═════ Data listing ═════
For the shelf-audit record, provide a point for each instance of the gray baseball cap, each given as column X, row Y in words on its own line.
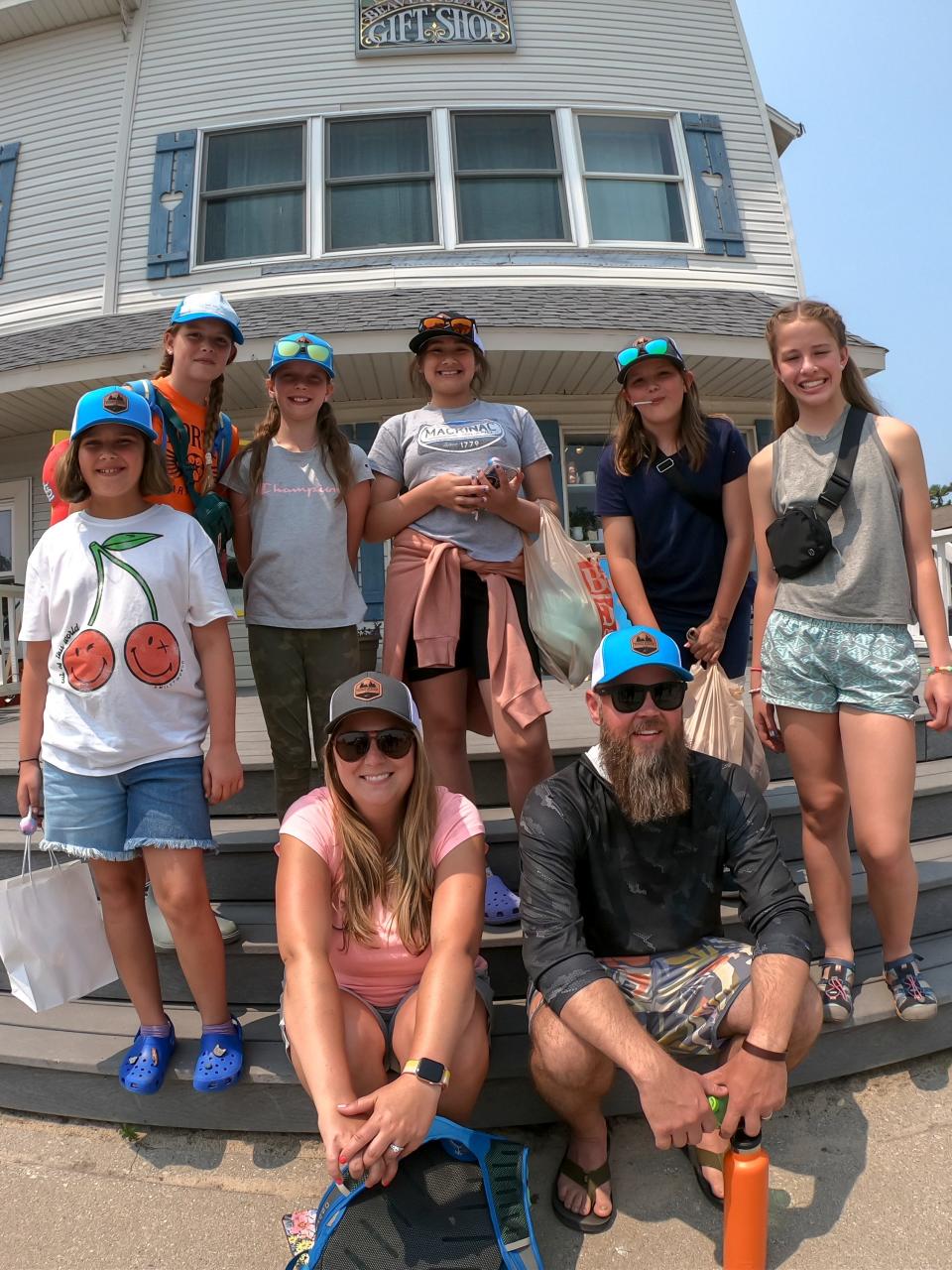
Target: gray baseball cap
column 372, row 691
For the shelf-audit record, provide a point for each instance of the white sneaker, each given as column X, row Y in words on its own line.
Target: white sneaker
column 162, row 935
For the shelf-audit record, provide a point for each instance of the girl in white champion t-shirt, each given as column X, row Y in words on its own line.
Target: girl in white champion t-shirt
column 299, row 495
column 127, row 666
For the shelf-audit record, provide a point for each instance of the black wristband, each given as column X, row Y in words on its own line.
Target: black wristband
column 772, row 1056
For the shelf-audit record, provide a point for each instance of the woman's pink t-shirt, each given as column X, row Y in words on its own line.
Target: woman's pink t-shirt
column 386, row 971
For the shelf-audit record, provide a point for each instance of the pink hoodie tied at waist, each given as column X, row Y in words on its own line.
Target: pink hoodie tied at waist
═════
■ **Set task**:
Arrange the lines from the very first one through the line holding "column 386, row 971", both included, as a JSON list of strings with one string per line. Skip blank lines and leave the pictures out.

■ **Task answer**:
[
  "For the shelf-audit record, provide a point for each instance of the gray baseball cap, each given as column X, row Y in words on its own line.",
  "Target: gray baseball cap",
  "column 372, row 691",
  "For the shelf-audit record, provide a point for each instance of the white sneaker, each given as column X, row Y in words on its own line.",
  "Target: white sneaker",
  "column 162, row 935",
  "For the shelf-audit record, provide a point for each instance of the girl in white champion t-shirt, each given as column X, row Y in words on its own line.",
  "Target: girl in white champion t-shirt",
  "column 299, row 495",
  "column 127, row 666",
  "For the shelf-audit record, provide a point for each instance of the black wristband, each given as column X, row Y in words on its own line.",
  "Target: black wristband",
  "column 772, row 1056",
  "For the shelf-audit record, provide a point for each instance of the woman's pink t-shirt, each given as column X, row Y in words on its own line.",
  "Target: woman's pink t-shirt",
  "column 386, row 971"
]